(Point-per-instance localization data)
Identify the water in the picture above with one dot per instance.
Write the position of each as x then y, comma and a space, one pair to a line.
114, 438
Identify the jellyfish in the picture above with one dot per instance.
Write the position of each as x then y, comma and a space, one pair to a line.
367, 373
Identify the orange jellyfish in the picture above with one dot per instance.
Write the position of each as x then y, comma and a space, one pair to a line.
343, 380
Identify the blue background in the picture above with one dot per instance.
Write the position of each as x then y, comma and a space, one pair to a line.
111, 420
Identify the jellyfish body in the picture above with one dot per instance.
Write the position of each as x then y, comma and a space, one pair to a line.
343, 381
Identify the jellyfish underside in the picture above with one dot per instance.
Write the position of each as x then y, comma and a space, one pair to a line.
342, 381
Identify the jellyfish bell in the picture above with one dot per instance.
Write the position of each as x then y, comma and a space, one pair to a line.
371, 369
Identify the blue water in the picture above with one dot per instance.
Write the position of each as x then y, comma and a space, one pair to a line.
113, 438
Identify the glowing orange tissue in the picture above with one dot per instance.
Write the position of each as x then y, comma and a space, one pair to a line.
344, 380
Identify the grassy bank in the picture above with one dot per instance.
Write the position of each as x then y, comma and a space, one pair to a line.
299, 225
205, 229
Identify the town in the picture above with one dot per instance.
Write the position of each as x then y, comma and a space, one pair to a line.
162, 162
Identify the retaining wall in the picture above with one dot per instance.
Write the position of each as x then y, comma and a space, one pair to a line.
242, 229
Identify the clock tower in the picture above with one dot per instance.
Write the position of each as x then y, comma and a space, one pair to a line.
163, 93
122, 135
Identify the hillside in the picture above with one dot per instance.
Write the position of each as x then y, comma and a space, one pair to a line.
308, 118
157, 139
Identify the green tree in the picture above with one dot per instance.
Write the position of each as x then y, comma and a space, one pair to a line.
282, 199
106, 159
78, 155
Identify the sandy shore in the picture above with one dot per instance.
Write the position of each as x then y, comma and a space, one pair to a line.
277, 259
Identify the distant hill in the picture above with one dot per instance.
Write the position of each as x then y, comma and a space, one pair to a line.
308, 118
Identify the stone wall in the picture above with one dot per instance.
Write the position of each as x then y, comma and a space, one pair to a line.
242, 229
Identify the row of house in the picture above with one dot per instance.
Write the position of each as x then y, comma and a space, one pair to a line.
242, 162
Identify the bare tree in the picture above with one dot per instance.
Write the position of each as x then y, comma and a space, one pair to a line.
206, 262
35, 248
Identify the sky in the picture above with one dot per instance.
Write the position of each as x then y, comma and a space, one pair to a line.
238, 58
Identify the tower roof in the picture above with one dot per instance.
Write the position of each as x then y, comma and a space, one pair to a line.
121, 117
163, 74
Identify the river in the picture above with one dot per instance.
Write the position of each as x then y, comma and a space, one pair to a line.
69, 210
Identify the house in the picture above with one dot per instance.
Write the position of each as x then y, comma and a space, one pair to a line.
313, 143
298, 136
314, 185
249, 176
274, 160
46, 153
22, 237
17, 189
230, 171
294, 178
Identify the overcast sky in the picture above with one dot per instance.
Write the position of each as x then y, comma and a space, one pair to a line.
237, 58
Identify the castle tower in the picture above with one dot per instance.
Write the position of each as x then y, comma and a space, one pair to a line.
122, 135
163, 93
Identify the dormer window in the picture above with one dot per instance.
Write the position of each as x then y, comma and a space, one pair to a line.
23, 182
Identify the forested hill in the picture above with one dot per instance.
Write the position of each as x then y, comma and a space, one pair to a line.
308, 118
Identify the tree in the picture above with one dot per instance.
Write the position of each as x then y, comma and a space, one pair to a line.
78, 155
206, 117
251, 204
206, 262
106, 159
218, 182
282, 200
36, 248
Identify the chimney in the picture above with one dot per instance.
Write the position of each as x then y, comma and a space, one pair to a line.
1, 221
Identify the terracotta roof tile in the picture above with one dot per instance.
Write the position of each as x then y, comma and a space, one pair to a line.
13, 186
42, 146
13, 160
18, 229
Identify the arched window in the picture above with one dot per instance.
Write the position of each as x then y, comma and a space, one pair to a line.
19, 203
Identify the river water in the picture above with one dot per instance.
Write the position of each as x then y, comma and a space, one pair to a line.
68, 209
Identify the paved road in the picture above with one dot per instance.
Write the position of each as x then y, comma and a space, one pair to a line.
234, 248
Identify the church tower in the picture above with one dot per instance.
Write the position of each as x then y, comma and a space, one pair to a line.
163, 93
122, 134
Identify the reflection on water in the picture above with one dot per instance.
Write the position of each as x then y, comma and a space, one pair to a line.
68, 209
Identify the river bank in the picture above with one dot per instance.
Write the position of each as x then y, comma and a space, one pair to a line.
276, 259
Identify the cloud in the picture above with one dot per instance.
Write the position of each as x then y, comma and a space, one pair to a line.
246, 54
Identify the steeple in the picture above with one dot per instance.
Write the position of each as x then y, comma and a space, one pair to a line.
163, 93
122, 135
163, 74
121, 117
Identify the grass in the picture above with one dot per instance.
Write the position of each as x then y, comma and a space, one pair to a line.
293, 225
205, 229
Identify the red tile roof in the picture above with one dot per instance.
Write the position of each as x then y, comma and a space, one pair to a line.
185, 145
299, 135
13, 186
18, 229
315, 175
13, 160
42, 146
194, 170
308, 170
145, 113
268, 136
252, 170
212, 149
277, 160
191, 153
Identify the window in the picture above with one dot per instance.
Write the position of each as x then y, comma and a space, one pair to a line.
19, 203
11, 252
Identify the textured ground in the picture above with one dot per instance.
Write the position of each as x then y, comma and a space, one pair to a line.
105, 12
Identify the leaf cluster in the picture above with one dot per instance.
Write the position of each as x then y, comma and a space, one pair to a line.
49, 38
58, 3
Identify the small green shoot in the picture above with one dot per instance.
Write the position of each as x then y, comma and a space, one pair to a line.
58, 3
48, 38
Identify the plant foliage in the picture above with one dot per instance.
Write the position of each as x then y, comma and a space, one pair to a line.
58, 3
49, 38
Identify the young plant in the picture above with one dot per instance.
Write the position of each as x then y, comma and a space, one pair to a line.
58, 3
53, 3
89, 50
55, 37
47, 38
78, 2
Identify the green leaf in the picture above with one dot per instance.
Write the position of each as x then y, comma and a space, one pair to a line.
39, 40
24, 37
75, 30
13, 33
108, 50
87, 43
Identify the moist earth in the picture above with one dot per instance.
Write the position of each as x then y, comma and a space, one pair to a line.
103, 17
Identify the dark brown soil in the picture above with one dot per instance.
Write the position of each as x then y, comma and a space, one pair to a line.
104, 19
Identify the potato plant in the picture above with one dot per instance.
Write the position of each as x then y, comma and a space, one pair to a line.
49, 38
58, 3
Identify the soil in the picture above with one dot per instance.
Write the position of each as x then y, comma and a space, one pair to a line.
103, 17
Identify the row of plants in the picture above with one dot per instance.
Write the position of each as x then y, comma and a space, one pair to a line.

• TASK OBJECTIVE
Exactly as they appear, retype the lines from the start of the records through the line containing "Identify the jellyfish in".

• OUTPUT OF THE TASK
Identify the water in the picture above with one dot per instance.
Write the position of each as x then y, comma and a space, one pair to a line.
114, 438
Identify the jellyfish in the picture above with one dot per instance.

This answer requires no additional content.